→ **Task goal**:
Count the lines in the items below that contain the string "handle". Reply with the number alone.

→ **Material for the task**:
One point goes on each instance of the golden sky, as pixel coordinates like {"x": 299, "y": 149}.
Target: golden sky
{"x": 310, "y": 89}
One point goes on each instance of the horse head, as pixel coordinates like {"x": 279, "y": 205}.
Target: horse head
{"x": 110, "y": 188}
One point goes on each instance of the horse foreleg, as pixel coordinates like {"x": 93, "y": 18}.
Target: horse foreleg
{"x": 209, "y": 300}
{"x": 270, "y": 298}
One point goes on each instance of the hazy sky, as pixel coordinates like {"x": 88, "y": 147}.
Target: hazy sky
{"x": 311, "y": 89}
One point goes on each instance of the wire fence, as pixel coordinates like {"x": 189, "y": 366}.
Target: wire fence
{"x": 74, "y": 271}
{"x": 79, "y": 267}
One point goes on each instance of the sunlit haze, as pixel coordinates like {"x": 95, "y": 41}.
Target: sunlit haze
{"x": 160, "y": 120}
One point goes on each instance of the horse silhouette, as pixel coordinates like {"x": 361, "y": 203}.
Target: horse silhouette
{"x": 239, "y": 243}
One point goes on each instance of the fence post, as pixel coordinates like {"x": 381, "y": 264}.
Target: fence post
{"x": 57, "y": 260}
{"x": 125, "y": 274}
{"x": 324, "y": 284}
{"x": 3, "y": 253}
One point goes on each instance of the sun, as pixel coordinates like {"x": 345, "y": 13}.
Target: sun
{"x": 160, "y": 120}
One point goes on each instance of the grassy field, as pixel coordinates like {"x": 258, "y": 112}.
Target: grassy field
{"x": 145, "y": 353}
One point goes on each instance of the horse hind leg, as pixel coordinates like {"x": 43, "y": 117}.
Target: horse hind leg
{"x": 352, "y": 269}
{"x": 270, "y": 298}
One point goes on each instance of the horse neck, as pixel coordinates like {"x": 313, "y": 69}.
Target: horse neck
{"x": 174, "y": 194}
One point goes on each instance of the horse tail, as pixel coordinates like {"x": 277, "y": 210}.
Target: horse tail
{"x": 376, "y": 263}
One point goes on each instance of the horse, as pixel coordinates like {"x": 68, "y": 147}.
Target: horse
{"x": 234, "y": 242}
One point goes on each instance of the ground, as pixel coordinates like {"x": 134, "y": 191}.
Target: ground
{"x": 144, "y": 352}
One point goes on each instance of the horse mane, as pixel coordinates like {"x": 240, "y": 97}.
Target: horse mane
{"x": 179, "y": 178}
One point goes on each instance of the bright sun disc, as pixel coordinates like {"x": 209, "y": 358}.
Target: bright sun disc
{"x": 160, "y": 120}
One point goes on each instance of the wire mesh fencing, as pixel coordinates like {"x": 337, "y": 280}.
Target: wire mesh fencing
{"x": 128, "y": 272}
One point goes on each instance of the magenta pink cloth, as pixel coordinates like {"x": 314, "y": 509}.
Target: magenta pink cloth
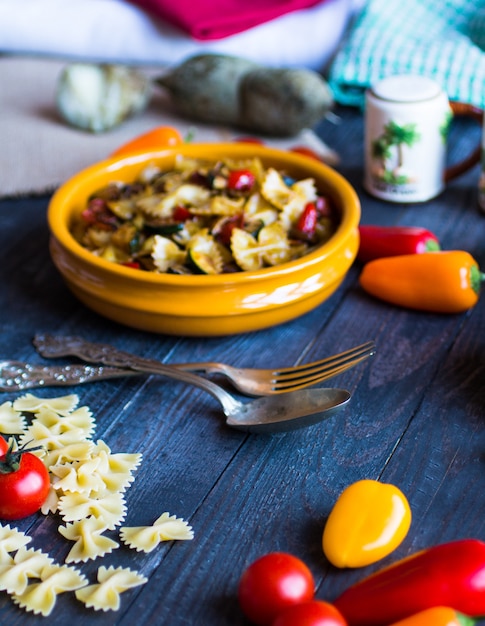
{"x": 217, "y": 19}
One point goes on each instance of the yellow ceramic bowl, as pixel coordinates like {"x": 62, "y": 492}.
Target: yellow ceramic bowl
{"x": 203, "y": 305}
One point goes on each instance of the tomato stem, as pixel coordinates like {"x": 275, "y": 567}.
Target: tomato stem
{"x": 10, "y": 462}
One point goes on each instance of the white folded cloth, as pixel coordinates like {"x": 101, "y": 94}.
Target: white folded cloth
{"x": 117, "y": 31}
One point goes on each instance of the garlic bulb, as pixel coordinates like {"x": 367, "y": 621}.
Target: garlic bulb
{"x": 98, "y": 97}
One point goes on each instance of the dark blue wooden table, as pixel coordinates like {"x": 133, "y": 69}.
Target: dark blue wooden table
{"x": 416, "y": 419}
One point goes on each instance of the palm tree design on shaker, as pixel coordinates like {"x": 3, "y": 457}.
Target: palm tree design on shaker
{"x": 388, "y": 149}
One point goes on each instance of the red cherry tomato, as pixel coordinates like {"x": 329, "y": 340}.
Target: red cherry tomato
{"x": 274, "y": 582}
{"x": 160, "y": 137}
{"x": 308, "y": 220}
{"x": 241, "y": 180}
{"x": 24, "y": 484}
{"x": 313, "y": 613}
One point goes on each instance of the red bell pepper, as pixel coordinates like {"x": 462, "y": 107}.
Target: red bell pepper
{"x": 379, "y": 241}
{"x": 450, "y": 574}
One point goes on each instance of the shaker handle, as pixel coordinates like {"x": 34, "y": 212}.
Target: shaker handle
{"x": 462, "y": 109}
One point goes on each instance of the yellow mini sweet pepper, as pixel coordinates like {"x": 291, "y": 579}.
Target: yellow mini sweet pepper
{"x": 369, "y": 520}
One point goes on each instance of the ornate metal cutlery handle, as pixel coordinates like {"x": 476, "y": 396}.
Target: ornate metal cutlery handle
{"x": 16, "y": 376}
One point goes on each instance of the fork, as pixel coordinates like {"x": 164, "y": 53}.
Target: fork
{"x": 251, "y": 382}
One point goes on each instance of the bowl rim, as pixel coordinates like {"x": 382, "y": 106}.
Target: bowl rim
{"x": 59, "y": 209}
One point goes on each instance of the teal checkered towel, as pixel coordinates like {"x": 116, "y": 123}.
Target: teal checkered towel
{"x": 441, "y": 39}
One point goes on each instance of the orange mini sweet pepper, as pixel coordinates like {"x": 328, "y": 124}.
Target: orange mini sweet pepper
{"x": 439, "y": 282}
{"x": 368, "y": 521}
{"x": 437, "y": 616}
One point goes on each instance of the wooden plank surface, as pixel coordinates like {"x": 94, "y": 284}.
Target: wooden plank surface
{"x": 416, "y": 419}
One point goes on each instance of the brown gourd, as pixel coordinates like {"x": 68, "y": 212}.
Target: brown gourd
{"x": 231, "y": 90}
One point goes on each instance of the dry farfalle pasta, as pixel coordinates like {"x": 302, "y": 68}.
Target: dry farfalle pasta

* * *

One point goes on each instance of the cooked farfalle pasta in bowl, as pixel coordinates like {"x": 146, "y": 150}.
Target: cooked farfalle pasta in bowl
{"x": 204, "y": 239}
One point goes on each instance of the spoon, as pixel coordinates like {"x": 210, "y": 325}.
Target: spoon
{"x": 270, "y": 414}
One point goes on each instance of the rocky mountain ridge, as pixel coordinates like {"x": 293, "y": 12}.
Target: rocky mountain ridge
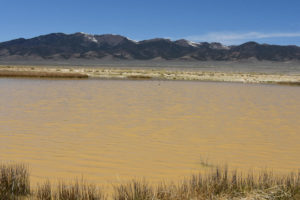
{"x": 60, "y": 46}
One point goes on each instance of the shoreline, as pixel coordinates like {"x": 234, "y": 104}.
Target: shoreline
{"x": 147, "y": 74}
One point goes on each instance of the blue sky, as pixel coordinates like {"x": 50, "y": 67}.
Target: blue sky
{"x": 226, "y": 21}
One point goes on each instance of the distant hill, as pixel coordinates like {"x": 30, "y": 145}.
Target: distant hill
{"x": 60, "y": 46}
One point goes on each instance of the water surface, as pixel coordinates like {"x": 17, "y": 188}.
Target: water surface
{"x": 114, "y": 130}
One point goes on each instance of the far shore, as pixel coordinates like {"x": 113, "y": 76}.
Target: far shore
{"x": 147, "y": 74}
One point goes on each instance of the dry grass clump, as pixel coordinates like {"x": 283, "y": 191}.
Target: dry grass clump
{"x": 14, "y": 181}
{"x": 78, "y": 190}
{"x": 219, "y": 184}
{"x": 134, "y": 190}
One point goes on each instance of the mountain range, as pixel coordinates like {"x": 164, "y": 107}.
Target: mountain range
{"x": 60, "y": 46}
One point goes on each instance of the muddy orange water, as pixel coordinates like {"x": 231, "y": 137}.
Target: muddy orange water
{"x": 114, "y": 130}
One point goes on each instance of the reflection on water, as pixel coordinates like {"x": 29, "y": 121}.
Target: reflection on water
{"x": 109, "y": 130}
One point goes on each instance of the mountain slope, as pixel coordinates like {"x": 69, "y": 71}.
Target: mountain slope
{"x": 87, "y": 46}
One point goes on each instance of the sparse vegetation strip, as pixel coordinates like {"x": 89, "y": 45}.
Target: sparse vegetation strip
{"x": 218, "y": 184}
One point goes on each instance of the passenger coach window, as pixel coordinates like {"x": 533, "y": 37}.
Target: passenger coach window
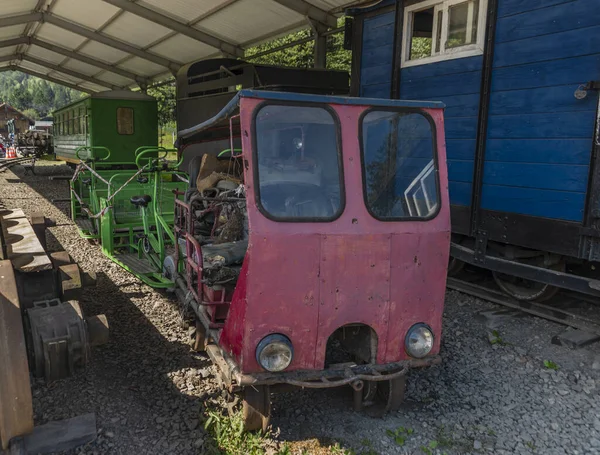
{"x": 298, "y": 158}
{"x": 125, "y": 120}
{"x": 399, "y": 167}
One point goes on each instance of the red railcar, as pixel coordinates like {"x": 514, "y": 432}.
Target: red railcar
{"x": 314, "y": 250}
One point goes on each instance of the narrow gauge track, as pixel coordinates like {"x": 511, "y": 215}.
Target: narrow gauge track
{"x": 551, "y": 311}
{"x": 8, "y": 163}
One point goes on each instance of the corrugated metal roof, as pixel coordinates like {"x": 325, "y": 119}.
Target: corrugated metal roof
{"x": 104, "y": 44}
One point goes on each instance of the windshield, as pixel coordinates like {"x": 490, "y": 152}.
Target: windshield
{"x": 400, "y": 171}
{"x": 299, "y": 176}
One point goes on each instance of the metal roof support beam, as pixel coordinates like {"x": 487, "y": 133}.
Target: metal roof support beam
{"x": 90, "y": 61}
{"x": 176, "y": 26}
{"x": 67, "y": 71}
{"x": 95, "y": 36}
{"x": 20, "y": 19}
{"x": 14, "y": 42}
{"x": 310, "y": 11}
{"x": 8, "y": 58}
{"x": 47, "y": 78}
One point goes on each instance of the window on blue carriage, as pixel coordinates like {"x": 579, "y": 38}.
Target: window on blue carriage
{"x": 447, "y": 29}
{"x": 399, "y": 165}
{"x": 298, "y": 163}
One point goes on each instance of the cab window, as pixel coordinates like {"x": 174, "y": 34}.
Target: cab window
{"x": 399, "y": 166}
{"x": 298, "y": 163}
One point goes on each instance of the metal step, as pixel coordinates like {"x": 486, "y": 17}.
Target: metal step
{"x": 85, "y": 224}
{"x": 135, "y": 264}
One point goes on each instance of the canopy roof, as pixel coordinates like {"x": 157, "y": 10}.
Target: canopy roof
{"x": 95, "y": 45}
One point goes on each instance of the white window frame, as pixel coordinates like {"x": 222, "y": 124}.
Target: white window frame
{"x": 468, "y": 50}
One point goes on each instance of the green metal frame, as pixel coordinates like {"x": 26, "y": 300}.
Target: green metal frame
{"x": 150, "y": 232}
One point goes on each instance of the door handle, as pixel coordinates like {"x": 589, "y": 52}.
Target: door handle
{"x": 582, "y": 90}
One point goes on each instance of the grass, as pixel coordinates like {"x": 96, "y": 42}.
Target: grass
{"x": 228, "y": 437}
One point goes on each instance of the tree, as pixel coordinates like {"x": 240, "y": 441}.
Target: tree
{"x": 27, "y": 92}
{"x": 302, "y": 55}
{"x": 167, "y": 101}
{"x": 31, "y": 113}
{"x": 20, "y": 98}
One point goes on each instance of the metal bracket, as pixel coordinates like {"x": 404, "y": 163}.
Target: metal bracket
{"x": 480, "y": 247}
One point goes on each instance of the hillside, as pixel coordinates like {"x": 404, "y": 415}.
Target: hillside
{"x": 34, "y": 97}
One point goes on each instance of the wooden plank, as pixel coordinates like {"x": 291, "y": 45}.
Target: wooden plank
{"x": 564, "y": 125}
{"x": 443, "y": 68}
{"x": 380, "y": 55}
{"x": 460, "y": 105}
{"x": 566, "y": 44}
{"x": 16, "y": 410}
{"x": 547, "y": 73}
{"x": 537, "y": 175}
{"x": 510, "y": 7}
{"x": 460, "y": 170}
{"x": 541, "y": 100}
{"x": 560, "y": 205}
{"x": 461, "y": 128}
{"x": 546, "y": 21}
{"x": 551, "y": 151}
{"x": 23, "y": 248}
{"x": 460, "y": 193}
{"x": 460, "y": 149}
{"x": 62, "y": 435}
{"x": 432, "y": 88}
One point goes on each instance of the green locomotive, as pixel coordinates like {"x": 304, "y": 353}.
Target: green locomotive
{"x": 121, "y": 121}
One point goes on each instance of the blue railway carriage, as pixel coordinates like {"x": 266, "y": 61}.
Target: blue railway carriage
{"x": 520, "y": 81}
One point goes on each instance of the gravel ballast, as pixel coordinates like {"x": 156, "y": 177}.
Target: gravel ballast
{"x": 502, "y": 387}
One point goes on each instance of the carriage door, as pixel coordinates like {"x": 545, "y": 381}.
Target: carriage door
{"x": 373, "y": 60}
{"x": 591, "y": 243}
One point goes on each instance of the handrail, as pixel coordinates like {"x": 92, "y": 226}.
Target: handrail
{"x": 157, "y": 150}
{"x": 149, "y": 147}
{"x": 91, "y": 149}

→ **Answer for the task**:
6